§ EXERCISE: Scan the lines below and report each one containing "woman" by copying it.

Segment Start: MATERIAL SUPPLIED

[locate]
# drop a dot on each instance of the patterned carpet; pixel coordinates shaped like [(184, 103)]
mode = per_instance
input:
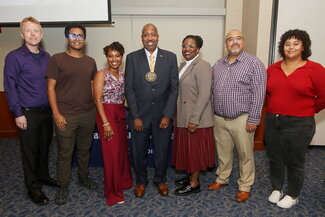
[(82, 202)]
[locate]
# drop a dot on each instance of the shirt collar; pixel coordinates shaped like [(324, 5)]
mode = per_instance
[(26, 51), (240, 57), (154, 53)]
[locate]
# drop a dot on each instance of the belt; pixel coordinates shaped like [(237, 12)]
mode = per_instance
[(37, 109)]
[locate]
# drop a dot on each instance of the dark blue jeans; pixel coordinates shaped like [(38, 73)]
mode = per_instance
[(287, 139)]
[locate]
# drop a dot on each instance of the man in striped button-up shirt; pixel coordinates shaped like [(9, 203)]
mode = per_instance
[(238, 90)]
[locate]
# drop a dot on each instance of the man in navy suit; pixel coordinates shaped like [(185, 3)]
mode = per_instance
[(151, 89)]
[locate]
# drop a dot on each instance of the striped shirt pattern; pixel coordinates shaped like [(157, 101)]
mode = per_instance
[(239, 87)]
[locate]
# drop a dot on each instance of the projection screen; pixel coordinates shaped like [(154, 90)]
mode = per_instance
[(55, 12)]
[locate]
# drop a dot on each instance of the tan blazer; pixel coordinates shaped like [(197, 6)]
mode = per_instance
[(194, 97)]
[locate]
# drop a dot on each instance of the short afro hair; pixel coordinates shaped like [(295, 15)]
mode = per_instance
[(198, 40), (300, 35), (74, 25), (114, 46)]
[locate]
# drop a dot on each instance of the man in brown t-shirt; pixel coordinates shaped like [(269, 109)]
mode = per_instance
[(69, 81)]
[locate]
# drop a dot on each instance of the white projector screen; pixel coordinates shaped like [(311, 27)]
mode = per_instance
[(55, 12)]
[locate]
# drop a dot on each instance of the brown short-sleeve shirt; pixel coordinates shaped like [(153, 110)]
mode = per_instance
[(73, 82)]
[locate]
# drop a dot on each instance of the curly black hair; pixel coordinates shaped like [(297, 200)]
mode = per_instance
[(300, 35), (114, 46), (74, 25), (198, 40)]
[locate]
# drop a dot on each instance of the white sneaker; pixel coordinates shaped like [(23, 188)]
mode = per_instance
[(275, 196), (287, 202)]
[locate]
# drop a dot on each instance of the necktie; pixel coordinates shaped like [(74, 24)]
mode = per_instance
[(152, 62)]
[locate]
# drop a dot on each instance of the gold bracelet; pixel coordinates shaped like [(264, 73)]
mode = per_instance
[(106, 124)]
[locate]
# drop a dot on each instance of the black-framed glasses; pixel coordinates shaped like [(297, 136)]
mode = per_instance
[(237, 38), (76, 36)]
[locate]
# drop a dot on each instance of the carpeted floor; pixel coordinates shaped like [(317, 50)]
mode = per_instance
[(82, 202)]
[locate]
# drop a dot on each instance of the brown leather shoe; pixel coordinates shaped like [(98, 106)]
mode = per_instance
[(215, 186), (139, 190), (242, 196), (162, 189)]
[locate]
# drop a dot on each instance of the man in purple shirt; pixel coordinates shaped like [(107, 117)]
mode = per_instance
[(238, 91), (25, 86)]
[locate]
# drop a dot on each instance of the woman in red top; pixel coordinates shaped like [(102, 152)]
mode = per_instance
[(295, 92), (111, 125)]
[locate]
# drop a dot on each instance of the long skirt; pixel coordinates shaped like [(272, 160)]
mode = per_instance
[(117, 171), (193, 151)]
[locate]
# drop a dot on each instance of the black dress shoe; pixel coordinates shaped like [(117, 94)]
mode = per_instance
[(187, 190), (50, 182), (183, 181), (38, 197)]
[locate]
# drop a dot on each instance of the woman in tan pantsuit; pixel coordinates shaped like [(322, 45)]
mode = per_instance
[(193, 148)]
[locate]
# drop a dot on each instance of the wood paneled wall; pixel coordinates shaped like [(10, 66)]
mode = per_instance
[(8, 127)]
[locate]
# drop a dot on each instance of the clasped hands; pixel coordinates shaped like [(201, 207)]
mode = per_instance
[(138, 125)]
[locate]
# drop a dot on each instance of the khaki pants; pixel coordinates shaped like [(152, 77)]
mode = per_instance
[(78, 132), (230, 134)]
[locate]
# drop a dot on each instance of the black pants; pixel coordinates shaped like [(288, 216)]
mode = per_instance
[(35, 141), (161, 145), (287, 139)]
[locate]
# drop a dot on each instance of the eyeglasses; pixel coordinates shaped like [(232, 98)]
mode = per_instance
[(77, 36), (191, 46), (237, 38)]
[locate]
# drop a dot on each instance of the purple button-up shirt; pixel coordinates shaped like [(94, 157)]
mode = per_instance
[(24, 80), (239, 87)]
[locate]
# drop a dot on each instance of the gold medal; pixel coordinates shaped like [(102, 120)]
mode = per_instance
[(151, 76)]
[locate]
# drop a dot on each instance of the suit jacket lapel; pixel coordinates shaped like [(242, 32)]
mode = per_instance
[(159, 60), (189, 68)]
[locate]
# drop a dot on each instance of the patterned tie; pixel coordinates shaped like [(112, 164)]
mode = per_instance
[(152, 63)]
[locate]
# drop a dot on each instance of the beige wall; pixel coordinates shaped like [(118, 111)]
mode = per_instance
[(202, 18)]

Segment End: MATERIAL SUPPLIED
Segment Start: MATERIAL SUPPLIED

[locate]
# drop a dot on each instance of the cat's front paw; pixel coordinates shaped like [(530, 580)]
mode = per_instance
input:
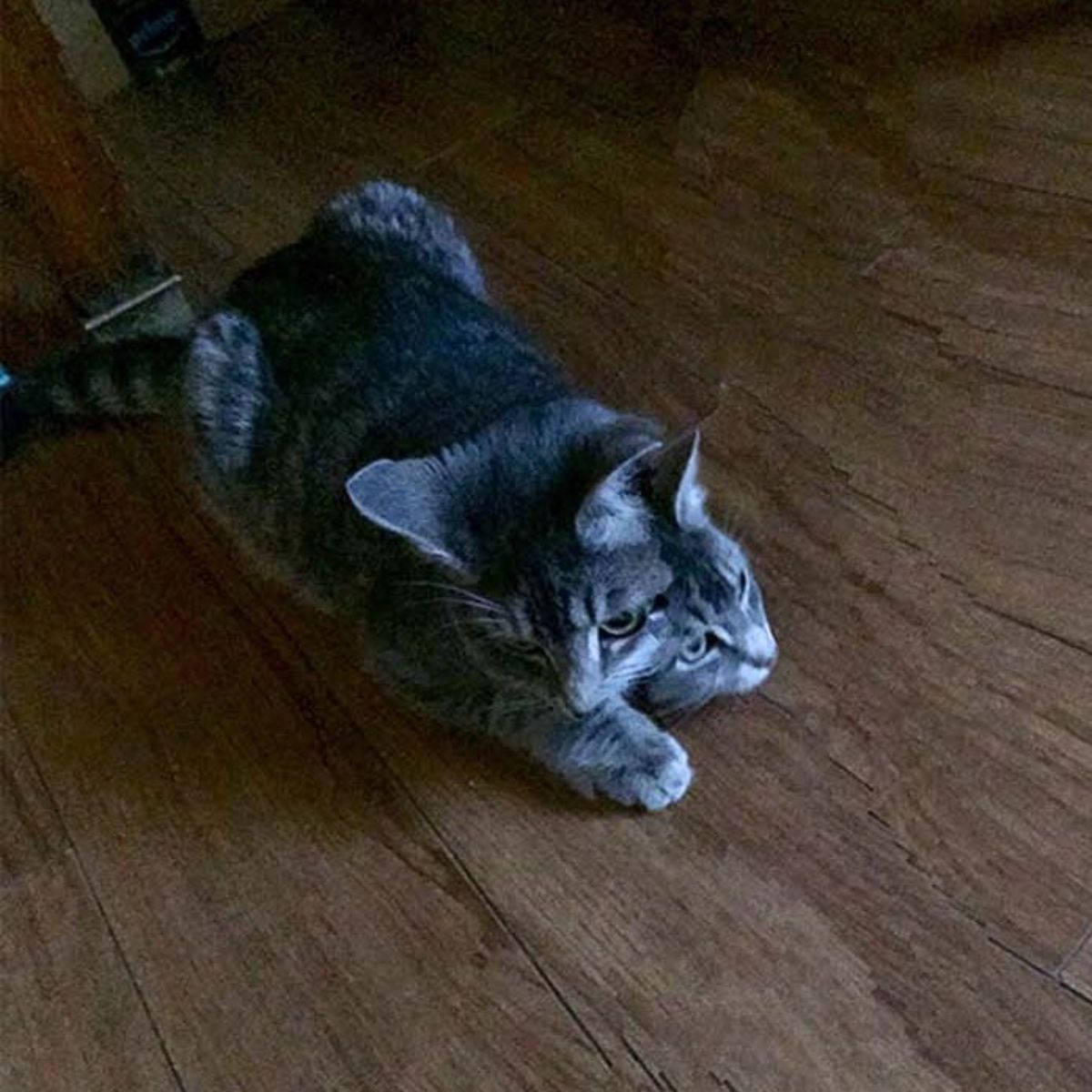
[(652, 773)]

Segment End: MATERIAL SUPPLIED

§ EXERCISE ANSWER:
# drop a dot on each instance of the woman in red top; pixel coordinates shaped like [(102, 152)]
# drop a dot on each instance of the woman in tan pantsuit; pixel coordinates shaped like [(322, 45)]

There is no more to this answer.